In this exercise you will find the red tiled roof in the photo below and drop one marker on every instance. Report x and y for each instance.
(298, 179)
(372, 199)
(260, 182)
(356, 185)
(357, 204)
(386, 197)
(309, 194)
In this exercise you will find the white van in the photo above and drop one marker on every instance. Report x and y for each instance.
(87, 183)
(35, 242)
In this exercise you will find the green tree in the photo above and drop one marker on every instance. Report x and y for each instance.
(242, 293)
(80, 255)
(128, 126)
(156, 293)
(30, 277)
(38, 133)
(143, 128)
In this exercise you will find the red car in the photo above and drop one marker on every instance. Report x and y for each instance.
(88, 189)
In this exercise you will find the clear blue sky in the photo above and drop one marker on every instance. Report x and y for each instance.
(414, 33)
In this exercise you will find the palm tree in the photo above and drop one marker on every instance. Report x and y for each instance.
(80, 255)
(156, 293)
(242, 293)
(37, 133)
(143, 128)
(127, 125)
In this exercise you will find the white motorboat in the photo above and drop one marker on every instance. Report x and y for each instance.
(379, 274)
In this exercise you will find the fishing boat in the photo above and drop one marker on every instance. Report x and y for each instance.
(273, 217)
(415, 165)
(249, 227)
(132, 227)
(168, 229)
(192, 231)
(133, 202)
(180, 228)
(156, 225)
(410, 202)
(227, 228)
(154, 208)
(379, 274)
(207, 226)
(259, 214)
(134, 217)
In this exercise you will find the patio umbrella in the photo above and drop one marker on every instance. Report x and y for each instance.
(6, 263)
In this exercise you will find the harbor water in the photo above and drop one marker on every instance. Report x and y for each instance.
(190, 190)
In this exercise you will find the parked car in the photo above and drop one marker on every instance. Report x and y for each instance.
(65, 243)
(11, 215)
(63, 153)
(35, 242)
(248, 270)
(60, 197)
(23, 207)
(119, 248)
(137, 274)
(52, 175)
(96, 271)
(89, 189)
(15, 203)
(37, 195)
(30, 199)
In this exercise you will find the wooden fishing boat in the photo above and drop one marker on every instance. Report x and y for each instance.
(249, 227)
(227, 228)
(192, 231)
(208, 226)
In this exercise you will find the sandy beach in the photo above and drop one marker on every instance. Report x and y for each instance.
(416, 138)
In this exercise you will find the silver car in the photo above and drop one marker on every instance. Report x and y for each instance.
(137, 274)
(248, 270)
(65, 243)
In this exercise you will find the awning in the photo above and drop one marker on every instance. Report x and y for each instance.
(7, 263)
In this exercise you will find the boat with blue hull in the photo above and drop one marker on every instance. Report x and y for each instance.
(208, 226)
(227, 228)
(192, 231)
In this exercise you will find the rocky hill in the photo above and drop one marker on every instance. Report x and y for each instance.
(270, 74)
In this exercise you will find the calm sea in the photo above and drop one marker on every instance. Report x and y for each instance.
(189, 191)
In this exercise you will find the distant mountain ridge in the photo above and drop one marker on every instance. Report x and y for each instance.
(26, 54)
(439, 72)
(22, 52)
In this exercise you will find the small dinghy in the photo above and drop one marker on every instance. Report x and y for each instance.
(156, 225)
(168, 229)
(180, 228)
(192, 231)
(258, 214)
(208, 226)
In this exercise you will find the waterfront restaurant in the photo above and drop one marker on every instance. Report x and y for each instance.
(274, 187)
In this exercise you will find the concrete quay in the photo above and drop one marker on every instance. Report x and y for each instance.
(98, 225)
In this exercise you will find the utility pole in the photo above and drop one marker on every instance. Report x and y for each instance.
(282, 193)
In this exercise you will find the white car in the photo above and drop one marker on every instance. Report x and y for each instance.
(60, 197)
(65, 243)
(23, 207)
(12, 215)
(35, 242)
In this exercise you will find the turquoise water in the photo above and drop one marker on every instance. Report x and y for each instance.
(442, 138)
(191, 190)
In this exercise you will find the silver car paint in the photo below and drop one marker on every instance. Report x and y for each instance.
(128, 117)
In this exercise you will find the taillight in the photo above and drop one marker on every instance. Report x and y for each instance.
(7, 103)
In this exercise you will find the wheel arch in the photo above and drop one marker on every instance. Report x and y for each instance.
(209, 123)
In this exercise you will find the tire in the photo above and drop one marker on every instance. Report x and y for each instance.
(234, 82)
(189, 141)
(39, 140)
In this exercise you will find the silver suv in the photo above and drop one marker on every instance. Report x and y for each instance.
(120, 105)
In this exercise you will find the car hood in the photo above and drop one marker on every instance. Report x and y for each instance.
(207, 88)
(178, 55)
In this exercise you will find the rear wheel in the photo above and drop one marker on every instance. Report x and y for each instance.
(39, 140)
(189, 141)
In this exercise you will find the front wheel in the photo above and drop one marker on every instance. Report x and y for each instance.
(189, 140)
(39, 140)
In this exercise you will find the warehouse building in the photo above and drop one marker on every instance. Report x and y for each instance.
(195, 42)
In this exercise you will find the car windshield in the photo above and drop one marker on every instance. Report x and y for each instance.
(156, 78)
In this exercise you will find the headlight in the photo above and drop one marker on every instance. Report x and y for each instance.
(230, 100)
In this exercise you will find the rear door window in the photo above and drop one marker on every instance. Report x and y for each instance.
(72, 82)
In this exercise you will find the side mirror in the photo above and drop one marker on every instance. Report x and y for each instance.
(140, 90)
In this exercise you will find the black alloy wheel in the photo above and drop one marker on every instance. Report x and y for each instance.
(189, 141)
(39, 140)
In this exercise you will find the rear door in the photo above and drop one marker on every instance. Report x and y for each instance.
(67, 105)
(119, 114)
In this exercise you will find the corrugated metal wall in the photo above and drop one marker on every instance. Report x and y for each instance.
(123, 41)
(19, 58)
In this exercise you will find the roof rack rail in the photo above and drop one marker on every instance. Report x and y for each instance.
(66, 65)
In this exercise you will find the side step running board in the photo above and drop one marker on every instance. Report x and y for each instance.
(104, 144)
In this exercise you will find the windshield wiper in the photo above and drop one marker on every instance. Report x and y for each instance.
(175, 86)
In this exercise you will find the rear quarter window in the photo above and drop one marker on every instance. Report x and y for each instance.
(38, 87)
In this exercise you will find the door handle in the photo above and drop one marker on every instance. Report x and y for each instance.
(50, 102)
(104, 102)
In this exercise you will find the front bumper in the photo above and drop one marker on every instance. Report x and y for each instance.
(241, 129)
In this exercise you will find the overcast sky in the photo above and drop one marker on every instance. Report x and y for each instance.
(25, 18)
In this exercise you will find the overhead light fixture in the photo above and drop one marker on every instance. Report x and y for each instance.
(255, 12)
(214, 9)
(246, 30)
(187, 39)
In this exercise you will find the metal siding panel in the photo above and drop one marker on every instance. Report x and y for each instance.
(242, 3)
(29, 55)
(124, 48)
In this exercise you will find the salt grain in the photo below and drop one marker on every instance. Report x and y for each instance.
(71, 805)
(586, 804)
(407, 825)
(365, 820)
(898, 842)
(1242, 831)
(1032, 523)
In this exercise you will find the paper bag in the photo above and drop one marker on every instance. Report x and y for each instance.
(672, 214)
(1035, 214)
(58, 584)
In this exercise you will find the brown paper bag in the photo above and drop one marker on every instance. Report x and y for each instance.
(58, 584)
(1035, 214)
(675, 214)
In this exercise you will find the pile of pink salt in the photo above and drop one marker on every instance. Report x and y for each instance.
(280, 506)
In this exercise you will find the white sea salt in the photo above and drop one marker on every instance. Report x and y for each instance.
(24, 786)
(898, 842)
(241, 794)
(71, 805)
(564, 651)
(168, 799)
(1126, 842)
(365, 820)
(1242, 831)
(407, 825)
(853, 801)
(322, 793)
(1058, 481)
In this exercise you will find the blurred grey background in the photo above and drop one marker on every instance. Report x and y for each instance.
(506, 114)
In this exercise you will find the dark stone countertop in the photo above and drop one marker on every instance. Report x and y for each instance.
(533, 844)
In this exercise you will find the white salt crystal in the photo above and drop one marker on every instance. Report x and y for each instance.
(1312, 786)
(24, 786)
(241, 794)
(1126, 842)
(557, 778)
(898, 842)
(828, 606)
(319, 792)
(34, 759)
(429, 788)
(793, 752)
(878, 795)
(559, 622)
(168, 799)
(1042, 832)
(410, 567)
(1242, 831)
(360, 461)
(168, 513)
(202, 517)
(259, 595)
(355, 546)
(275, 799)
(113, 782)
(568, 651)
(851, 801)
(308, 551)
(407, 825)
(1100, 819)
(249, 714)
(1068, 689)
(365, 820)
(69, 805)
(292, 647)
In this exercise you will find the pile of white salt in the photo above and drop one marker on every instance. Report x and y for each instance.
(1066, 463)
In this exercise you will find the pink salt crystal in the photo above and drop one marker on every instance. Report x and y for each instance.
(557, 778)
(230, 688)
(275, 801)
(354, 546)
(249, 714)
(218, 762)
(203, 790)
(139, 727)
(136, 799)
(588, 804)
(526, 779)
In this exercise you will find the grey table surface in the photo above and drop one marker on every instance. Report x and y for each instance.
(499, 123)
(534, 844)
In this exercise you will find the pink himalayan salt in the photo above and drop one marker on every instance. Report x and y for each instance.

▶ [What you have to do] Your answer should consist only of the lines from the one with "In this exercise you will find the white sea" through the end of the data above, reproduced exactly.

▶ [Result of this exercise]
In this exercise you will find the white sea salt in the photo above and drop one marker on every instance. Report x and y for each instance.
(24, 786)
(898, 842)
(241, 794)
(71, 805)
(564, 651)
(168, 799)
(1126, 842)
(365, 820)
(1242, 831)
(407, 825)
(853, 801)
(322, 793)
(1058, 481)
In this exercise you will find the blurred grey background in the photo above and drop one marker on every instance. Report x and y for each instance.
(506, 114)
In this exercise you will find the dark stone countertop in the photo above and drop one marker on every instance. Report x and y for each instance.
(533, 844)
In this exercise you will find the white salt crystal in the photo above and drop one marker on every instance. Report x and y for each instance.
(1312, 786)
(24, 786)
(241, 794)
(1126, 842)
(557, 778)
(898, 842)
(828, 606)
(319, 792)
(34, 759)
(429, 788)
(793, 752)
(878, 795)
(559, 622)
(168, 799)
(1042, 832)
(410, 567)
(1242, 831)
(360, 461)
(168, 513)
(202, 517)
(259, 595)
(355, 546)
(275, 799)
(113, 782)
(568, 651)
(851, 801)
(308, 551)
(407, 825)
(1100, 819)
(249, 714)
(1068, 689)
(365, 820)
(69, 805)
(292, 647)
In this exercise you will find the pile of white salt in the photo above and drop one marker on every instance. Report x and y for each instance.
(1066, 463)
In this exercise you will find the pink salt crystal in the photo above and drop one marker on every instance. Report x and y for each instance.
(557, 778)
(230, 688)
(275, 801)
(354, 546)
(249, 714)
(218, 762)
(203, 790)
(139, 727)
(136, 799)
(588, 804)
(526, 779)
In this exercise you will find the grey table surface in the photo above and drop one marker on every instance. Report x and y for each instance.
(499, 123)
(534, 844)
In this exercise you will find the pink himalayan salt in the photo above and drop one marker on every instance. Report x and y for each instance.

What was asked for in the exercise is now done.